• **What you have to do**: Please return all of the records that follow, exactly as written.

• **Provided records**:
__________________________________________________

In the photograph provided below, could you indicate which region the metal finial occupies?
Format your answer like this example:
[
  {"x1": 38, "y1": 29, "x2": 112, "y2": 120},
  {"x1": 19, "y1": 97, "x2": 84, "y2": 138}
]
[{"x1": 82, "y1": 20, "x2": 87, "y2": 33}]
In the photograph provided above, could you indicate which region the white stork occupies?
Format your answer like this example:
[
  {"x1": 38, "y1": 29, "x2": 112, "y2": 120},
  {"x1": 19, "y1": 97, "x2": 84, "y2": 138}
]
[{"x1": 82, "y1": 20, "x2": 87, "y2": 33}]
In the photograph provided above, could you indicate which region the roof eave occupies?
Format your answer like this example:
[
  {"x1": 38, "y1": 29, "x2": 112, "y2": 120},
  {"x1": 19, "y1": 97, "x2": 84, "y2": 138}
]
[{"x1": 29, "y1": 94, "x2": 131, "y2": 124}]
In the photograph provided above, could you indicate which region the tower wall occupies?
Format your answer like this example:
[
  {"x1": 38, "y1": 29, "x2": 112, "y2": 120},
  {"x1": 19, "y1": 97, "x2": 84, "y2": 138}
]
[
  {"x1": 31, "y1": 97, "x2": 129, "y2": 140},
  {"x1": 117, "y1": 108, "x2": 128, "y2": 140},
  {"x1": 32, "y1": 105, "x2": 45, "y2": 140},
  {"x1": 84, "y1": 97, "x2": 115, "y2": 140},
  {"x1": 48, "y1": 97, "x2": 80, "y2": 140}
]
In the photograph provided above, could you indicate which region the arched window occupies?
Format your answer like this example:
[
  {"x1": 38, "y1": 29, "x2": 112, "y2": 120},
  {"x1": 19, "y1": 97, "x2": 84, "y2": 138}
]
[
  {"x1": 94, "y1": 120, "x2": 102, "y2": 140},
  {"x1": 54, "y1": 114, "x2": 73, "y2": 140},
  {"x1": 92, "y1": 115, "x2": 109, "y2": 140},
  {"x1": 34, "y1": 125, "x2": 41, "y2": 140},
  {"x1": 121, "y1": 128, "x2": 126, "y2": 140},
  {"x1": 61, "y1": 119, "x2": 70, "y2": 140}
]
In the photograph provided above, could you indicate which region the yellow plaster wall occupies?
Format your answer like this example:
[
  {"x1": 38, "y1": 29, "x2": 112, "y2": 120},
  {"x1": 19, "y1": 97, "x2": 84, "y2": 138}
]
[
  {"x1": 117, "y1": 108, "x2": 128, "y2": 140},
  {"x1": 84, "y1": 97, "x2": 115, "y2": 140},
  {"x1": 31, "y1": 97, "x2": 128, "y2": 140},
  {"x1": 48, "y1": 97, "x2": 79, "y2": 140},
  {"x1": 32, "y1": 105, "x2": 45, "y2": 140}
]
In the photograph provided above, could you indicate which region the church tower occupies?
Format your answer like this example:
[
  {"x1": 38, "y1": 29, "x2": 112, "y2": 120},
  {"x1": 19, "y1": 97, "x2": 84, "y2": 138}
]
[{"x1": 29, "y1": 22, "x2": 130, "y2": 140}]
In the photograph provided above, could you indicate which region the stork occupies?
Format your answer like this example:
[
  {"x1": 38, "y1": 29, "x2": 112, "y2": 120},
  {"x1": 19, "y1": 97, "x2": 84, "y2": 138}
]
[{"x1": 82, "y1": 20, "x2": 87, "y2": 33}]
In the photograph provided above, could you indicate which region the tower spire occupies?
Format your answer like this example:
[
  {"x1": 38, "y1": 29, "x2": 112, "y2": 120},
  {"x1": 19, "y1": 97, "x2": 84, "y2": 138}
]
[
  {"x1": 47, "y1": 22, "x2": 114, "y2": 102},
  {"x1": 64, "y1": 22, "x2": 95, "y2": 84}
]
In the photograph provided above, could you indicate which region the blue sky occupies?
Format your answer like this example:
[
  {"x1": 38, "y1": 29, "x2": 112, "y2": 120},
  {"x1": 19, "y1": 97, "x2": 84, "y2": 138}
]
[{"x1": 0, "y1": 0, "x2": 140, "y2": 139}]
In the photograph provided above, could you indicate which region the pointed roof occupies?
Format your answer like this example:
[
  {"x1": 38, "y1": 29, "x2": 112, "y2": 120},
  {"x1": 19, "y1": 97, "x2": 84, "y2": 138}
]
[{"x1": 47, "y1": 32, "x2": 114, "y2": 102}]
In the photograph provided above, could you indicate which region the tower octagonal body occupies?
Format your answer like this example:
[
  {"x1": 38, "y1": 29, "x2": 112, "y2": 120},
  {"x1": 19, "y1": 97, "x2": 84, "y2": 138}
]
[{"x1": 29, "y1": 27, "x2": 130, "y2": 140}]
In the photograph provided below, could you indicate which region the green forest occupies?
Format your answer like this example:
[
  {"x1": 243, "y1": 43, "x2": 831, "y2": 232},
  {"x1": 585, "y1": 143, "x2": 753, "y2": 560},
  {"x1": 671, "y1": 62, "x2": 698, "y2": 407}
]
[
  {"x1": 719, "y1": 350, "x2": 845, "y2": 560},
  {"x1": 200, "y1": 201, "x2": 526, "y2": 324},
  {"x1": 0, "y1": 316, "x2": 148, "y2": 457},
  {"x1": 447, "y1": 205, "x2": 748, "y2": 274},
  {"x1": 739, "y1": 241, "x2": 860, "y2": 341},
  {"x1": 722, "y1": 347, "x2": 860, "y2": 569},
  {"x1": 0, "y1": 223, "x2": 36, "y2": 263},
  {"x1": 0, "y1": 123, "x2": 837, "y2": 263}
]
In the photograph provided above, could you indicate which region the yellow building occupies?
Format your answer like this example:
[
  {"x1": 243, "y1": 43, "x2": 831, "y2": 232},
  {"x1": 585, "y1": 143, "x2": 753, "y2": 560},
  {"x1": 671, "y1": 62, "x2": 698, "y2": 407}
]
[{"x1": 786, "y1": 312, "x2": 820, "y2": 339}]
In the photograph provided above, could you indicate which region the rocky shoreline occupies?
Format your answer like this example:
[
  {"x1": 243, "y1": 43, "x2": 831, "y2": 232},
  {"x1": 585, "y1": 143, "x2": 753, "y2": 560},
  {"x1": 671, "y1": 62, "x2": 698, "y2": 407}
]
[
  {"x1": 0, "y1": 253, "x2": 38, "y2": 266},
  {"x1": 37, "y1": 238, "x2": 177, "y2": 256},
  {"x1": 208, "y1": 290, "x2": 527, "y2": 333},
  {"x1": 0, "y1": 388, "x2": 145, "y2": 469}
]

__________________________________________________

• **Answer for the task**:
In the photograph provided below, could you indicate which region the metal finial occupies?
Format your answer like this example:
[
  {"x1": 38, "y1": 29, "x2": 112, "y2": 120},
  {"x1": 19, "y1": 97, "x2": 84, "y2": 138}
]
[{"x1": 82, "y1": 20, "x2": 87, "y2": 33}]
In the photograph provided above, could you indicate which region the white stork occupies?
Format your answer like this example:
[
  {"x1": 38, "y1": 29, "x2": 112, "y2": 120},
  {"x1": 19, "y1": 97, "x2": 84, "y2": 138}
]
[{"x1": 82, "y1": 20, "x2": 87, "y2": 33}]
In the photograph provided above, could you indicate which region the roof eave occupies?
Format your answer like this example:
[
  {"x1": 38, "y1": 29, "x2": 112, "y2": 120},
  {"x1": 19, "y1": 97, "x2": 84, "y2": 138}
]
[{"x1": 29, "y1": 94, "x2": 131, "y2": 124}]
In the photograph provided above, could you indicate which region the tower wall occupies?
Format your answer like this example:
[
  {"x1": 38, "y1": 29, "x2": 112, "y2": 120},
  {"x1": 19, "y1": 97, "x2": 84, "y2": 138}
]
[
  {"x1": 31, "y1": 97, "x2": 129, "y2": 140},
  {"x1": 117, "y1": 108, "x2": 128, "y2": 140},
  {"x1": 32, "y1": 105, "x2": 45, "y2": 140},
  {"x1": 84, "y1": 97, "x2": 115, "y2": 140},
  {"x1": 48, "y1": 97, "x2": 80, "y2": 140}
]
In the photograph provided above, could you indicate which region the arched window occupies?
Format your answer like this example:
[
  {"x1": 38, "y1": 29, "x2": 112, "y2": 120},
  {"x1": 19, "y1": 97, "x2": 84, "y2": 138}
]
[
  {"x1": 94, "y1": 120, "x2": 102, "y2": 140},
  {"x1": 54, "y1": 114, "x2": 73, "y2": 140},
  {"x1": 92, "y1": 115, "x2": 109, "y2": 140},
  {"x1": 34, "y1": 125, "x2": 41, "y2": 140},
  {"x1": 121, "y1": 128, "x2": 126, "y2": 140},
  {"x1": 61, "y1": 119, "x2": 70, "y2": 140}
]
In the photograph provided above, could you indicate which region the yellow plaster wall occupies?
Format your answer like this example:
[
  {"x1": 38, "y1": 29, "x2": 112, "y2": 120},
  {"x1": 19, "y1": 97, "x2": 84, "y2": 138}
]
[
  {"x1": 117, "y1": 108, "x2": 128, "y2": 140},
  {"x1": 84, "y1": 97, "x2": 115, "y2": 140},
  {"x1": 31, "y1": 97, "x2": 128, "y2": 140},
  {"x1": 48, "y1": 97, "x2": 79, "y2": 140},
  {"x1": 32, "y1": 105, "x2": 45, "y2": 140}
]
In the photograph provided above, could you indicate which region the church tower occupies?
Format your answer like this example:
[
  {"x1": 38, "y1": 29, "x2": 112, "y2": 120},
  {"x1": 19, "y1": 97, "x2": 84, "y2": 138}
]
[{"x1": 29, "y1": 22, "x2": 130, "y2": 140}]
In the photograph provided above, could you indicate which region the stork occupies?
Format your answer like this example:
[
  {"x1": 38, "y1": 29, "x2": 112, "y2": 120},
  {"x1": 19, "y1": 97, "x2": 84, "y2": 138}
]
[{"x1": 82, "y1": 20, "x2": 87, "y2": 33}]
In the photograph provided above, could you indicate which region the tower spire occupies?
Format your answer like this example:
[
  {"x1": 38, "y1": 29, "x2": 112, "y2": 120},
  {"x1": 19, "y1": 97, "x2": 84, "y2": 138}
]
[
  {"x1": 47, "y1": 22, "x2": 114, "y2": 102},
  {"x1": 64, "y1": 22, "x2": 95, "y2": 84}
]
In the photograph provided above, could you indicate which region the blue sky occupies?
Format your answer like this example:
[
  {"x1": 38, "y1": 29, "x2": 112, "y2": 120},
  {"x1": 19, "y1": 97, "x2": 84, "y2": 138}
]
[{"x1": 0, "y1": 0, "x2": 140, "y2": 139}]
In the photograph provided above, could you indicate which region the pointed roof occupies?
Format your answer like this example:
[
  {"x1": 38, "y1": 29, "x2": 112, "y2": 120},
  {"x1": 19, "y1": 97, "x2": 84, "y2": 138}
]
[{"x1": 47, "y1": 32, "x2": 114, "y2": 102}]
In the photograph provided above, could you indicate which region the tower octagonal body occupies?
Format your answer like this example:
[
  {"x1": 38, "y1": 29, "x2": 112, "y2": 120},
  {"x1": 19, "y1": 97, "x2": 84, "y2": 138}
]
[{"x1": 29, "y1": 27, "x2": 130, "y2": 140}]
In the photograph provided below, could you indicate which region the green forest occupies?
Format your answer like this example:
[
  {"x1": 243, "y1": 43, "x2": 831, "y2": 232},
  {"x1": 585, "y1": 143, "x2": 753, "y2": 560},
  {"x1": 671, "y1": 62, "x2": 698, "y2": 407}
]
[
  {"x1": 719, "y1": 350, "x2": 845, "y2": 560},
  {"x1": 200, "y1": 201, "x2": 526, "y2": 324},
  {"x1": 0, "y1": 316, "x2": 148, "y2": 457},
  {"x1": 447, "y1": 205, "x2": 748, "y2": 274},
  {"x1": 739, "y1": 241, "x2": 860, "y2": 341},
  {"x1": 722, "y1": 347, "x2": 860, "y2": 569},
  {"x1": 0, "y1": 223, "x2": 36, "y2": 263},
  {"x1": 0, "y1": 123, "x2": 837, "y2": 263}
]
In the photograph provided above, could you indicate which region the yellow building occupies?
Format your answer like this example:
[
  {"x1": 243, "y1": 43, "x2": 831, "y2": 232},
  {"x1": 585, "y1": 143, "x2": 753, "y2": 560},
  {"x1": 671, "y1": 62, "x2": 698, "y2": 407}
]
[{"x1": 786, "y1": 312, "x2": 820, "y2": 339}]
In the photograph provided above, could you indicate which region the rocky shoreline occupies?
Format your answer like this example:
[
  {"x1": 243, "y1": 43, "x2": 831, "y2": 232},
  {"x1": 585, "y1": 143, "x2": 753, "y2": 560},
  {"x1": 671, "y1": 62, "x2": 698, "y2": 407}
]
[
  {"x1": 0, "y1": 253, "x2": 38, "y2": 266},
  {"x1": 37, "y1": 238, "x2": 177, "y2": 256},
  {"x1": 208, "y1": 290, "x2": 527, "y2": 333},
  {"x1": 0, "y1": 388, "x2": 145, "y2": 469}
]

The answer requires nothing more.